### TASK OBJECTIVE
Copy the lines of the rows below verbatim, starting at the first line of the rows and ending at the line containing "34, 248, 88]]". Output only those lines.

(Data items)
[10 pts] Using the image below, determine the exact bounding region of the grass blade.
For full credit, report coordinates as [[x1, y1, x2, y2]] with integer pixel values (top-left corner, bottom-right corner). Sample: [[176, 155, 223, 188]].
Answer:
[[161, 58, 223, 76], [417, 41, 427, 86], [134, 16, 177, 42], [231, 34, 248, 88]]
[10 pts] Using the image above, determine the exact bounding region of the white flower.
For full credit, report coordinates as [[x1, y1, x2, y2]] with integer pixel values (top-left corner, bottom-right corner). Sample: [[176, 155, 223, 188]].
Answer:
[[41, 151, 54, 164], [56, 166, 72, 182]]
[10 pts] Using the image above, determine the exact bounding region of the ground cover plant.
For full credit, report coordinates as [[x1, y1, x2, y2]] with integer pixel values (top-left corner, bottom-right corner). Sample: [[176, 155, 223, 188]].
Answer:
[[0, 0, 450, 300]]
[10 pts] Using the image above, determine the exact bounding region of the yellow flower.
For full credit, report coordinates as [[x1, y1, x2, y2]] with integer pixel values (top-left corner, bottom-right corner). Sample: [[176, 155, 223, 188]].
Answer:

### SOLUTION FOR THIS EXERCISE
[10 pts] Using the image below, determine the exact bounding region of the grass blade.
For full credit, report coordinates as [[x1, y1, x2, y2]] with integer pixel values (top-left corner, bottom-right corner). Sample: [[176, 155, 223, 188]].
Answer:
[[161, 58, 223, 76], [417, 41, 427, 86], [134, 16, 177, 42], [231, 34, 248, 88]]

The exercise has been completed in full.